Material to process:
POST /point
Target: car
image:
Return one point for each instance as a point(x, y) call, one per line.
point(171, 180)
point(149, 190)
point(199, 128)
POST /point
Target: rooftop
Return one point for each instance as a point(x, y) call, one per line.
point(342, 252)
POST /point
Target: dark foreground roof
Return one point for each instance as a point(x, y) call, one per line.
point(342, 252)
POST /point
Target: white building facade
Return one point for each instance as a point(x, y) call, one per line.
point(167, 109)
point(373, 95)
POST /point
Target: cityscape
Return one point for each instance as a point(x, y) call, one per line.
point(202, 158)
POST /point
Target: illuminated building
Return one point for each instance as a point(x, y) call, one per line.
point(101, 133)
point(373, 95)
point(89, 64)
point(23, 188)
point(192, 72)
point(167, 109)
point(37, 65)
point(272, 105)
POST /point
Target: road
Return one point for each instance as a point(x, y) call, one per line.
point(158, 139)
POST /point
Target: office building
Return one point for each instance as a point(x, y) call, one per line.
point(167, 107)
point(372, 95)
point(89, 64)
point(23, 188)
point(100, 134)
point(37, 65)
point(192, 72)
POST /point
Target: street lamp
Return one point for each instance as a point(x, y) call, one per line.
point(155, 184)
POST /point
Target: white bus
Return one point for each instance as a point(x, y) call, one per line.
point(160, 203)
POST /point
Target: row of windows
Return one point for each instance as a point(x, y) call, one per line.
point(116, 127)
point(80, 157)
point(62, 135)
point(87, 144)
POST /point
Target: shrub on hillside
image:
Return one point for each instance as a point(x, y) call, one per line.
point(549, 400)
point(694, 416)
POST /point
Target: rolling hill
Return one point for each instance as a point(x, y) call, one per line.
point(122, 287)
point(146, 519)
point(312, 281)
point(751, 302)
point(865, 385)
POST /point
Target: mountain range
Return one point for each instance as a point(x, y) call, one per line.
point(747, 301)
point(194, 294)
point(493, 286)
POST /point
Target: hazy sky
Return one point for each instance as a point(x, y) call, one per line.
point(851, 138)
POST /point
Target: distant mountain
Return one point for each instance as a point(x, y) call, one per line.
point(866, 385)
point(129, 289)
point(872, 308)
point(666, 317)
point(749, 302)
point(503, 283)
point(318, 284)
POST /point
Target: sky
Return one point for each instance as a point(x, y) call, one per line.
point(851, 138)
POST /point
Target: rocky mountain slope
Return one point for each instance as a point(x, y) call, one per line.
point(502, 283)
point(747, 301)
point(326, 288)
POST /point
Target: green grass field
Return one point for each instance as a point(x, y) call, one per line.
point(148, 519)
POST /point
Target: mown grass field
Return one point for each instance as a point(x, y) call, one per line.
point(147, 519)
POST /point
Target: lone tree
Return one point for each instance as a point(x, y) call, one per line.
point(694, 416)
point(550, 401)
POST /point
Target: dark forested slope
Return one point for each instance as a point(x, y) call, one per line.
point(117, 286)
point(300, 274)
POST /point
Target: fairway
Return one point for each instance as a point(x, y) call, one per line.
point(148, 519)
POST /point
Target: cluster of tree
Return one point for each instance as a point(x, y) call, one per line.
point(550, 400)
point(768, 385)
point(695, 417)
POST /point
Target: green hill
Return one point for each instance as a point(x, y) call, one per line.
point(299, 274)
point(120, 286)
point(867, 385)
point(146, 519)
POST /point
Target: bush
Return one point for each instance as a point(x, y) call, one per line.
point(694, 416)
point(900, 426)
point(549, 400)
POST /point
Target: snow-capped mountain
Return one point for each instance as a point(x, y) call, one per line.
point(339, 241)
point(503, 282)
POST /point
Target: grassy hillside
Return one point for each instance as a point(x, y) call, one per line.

Exercise: Find every line in the material above that contains the string "hillside" and copy each one.

Written answer:
Target: shrub on hillside
Target: grassy hillside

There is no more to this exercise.